#### What to work on
Copy everything from the line containing "Annotation task — tag each instance of the middle" down to the line containing "pixel 923 771", switching "asphalt road" to "tarmac road" and leaving the rest untouched.

━━ Records for this task ━━

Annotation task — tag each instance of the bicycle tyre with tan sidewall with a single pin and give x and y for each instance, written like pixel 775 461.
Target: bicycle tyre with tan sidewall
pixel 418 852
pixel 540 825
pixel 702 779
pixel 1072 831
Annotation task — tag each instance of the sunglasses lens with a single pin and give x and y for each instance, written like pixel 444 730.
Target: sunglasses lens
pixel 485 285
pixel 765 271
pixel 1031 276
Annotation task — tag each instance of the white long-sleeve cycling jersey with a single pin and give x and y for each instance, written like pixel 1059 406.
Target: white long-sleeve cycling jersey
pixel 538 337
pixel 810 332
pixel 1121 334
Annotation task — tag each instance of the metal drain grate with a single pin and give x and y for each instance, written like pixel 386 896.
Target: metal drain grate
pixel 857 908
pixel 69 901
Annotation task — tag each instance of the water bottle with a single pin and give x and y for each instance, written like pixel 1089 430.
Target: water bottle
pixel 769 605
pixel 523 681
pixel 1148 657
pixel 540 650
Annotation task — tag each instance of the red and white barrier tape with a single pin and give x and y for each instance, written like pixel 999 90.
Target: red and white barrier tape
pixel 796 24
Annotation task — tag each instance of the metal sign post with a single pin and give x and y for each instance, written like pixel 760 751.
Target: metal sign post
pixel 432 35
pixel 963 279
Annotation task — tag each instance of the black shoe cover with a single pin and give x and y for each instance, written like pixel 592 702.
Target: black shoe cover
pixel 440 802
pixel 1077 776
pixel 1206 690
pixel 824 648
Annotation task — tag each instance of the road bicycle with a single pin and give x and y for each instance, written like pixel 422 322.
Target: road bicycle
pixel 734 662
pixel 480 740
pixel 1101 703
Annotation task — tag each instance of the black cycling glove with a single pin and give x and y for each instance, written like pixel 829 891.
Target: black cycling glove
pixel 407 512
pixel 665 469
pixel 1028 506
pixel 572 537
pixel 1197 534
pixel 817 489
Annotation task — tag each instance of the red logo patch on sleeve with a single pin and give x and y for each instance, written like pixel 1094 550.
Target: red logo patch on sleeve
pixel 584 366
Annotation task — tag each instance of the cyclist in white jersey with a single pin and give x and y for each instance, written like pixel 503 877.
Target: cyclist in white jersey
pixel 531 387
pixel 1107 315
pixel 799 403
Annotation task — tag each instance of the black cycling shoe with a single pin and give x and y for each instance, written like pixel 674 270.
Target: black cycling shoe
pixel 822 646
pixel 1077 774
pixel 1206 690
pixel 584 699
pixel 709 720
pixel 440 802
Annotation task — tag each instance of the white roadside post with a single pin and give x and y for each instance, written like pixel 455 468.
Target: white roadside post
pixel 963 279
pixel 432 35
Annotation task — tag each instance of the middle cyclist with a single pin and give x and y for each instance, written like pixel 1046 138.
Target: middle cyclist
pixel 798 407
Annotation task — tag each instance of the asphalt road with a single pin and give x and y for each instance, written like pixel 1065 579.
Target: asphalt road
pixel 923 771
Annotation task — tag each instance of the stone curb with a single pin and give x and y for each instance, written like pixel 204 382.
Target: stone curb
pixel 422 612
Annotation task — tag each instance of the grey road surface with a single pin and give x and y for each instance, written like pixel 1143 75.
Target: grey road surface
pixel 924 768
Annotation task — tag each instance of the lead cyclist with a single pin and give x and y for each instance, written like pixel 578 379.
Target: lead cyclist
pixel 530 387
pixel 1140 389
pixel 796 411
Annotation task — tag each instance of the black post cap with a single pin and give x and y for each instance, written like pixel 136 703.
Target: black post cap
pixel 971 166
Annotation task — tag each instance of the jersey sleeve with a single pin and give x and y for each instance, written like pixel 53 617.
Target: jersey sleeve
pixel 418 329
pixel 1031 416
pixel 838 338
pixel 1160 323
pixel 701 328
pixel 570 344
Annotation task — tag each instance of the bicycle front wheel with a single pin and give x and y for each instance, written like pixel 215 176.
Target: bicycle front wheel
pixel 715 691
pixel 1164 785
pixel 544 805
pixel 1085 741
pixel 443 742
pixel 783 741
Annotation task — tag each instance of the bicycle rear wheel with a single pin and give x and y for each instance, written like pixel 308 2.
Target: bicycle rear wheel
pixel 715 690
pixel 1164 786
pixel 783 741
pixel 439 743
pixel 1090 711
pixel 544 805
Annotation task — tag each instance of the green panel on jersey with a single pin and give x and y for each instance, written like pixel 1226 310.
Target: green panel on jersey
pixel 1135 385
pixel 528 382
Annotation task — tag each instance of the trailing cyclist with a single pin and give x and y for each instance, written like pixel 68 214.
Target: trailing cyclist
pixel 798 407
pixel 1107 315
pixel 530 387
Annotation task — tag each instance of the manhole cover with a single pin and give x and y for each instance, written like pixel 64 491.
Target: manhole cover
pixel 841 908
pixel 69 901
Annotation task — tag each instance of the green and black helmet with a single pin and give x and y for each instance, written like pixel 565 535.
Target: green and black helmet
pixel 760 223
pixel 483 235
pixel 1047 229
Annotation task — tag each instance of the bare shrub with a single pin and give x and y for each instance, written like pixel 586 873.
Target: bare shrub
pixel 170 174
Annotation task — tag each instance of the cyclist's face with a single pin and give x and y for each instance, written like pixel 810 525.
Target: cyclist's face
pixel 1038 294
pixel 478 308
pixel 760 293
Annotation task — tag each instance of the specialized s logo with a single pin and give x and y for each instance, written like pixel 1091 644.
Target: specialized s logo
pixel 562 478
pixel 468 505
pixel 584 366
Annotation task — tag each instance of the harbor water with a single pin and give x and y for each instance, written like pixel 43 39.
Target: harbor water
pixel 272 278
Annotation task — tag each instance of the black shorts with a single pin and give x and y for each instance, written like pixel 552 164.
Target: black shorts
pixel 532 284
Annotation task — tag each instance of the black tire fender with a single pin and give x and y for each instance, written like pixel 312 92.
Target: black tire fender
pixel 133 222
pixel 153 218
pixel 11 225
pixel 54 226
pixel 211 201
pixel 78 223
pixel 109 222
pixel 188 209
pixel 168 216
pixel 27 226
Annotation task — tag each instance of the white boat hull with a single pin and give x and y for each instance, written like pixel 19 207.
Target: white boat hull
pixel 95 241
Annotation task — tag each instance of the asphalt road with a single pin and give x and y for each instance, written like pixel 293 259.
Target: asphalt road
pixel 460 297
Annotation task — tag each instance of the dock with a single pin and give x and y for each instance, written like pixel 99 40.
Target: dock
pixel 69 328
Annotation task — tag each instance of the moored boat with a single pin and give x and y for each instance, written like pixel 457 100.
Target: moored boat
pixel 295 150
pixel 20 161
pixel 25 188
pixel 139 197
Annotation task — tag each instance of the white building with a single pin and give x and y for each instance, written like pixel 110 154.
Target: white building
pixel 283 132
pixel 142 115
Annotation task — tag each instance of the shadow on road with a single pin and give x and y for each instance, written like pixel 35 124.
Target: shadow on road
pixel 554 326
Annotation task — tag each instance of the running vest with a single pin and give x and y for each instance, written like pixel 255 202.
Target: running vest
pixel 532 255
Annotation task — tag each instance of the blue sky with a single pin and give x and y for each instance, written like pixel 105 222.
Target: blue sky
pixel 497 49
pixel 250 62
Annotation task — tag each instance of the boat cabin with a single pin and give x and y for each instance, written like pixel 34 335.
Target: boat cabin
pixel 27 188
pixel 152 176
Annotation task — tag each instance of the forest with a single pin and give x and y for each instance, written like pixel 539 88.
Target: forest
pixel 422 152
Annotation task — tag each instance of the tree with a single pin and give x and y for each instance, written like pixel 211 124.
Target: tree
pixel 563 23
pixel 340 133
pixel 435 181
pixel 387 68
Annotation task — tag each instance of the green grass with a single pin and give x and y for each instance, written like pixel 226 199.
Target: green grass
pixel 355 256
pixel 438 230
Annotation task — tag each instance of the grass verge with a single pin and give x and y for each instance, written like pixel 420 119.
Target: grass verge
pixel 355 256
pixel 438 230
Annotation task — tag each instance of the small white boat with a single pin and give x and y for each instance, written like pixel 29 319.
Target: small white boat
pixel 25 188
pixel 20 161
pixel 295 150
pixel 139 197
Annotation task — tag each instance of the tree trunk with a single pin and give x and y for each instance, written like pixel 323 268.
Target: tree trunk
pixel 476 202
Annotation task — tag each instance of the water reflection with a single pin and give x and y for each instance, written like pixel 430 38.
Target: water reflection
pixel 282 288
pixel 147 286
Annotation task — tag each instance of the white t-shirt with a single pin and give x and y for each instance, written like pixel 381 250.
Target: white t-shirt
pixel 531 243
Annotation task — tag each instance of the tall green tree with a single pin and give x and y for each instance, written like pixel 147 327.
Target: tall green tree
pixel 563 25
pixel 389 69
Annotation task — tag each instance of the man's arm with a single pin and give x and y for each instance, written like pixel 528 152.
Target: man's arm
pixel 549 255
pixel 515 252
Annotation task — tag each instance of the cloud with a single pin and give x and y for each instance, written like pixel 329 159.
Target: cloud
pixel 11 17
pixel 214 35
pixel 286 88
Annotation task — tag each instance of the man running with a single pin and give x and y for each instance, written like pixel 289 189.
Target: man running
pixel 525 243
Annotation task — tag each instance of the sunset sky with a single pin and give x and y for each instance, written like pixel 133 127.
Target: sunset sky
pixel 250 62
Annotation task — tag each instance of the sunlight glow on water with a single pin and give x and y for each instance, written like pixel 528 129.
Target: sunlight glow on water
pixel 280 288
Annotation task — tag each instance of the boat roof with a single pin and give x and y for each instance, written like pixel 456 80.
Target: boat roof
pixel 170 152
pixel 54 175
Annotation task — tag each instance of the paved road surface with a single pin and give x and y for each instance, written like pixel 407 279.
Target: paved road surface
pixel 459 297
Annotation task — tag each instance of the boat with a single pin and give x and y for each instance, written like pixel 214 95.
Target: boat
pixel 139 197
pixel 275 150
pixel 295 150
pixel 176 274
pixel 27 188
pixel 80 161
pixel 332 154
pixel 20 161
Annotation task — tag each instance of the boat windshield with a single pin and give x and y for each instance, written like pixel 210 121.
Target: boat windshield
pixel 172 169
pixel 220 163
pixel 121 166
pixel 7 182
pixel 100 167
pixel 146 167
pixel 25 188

━━━

#### Exercise answer
Annotation task — tag each instance of the middle cyclist with a single pin and give x and y for each instance, written like pixel 1046 138.
Target: middle cyclist
pixel 798 407
Annotation task — tag each instance of the tarmac road with a single pin and give x and y for each instance, written like pixel 1065 579.
Target: tarmac road
pixel 923 771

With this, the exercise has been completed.